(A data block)
▼
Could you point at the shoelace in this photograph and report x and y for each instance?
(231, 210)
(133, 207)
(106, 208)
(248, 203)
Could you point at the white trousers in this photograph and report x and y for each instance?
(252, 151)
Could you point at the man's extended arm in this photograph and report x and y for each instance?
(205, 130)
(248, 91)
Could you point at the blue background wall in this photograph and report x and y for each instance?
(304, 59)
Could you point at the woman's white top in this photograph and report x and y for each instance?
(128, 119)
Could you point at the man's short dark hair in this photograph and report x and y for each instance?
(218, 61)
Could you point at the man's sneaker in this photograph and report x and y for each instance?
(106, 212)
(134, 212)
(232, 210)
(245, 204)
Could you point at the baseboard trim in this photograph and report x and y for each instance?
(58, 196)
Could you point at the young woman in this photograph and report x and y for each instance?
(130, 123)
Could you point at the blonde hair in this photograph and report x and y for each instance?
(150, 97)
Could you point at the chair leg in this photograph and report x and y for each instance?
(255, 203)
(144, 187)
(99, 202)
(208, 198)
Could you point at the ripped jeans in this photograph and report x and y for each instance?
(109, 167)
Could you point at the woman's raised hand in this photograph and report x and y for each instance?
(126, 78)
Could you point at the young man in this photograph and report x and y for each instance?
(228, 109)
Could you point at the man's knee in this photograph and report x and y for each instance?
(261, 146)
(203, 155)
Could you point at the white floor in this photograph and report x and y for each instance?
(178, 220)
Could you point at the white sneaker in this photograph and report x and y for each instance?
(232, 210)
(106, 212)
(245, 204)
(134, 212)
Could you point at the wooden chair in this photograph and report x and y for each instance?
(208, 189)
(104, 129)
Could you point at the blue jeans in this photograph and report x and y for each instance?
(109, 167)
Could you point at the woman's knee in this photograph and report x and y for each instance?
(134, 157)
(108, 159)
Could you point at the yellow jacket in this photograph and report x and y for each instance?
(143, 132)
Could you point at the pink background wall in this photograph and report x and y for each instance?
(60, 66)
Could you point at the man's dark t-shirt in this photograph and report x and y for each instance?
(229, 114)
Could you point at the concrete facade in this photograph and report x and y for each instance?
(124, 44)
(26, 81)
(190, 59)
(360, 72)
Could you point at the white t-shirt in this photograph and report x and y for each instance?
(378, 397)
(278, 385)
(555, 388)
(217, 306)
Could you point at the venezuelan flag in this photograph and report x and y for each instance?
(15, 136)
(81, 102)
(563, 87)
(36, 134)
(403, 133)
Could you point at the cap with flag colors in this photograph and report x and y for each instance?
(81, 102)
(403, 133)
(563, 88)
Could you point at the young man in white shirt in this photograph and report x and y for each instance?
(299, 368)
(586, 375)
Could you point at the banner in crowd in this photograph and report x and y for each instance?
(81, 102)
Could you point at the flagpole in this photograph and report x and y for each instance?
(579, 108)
▲
Could you rewrite the items in the data block, requests included, shifting every coordinate in the answers up by 101? Begin at the item that contains "Could you point at the cap" and stop after the last item in the block.

- [Result for this task]:
Could you point at the cap with flag colors in this photograph and report x and y for each instance?
(182, 203)
(504, 234)
(664, 189)
Could you point at the young man in white shirt in this photograph and report x and y for each instance?
(400, 469)
(687, 476)
Could you point at the banner in crowd in this photograph and report x and y for each instance?
(182, 203)
Could you point at the flagpole in this photograph and report x and y for each instance?
(680, 209)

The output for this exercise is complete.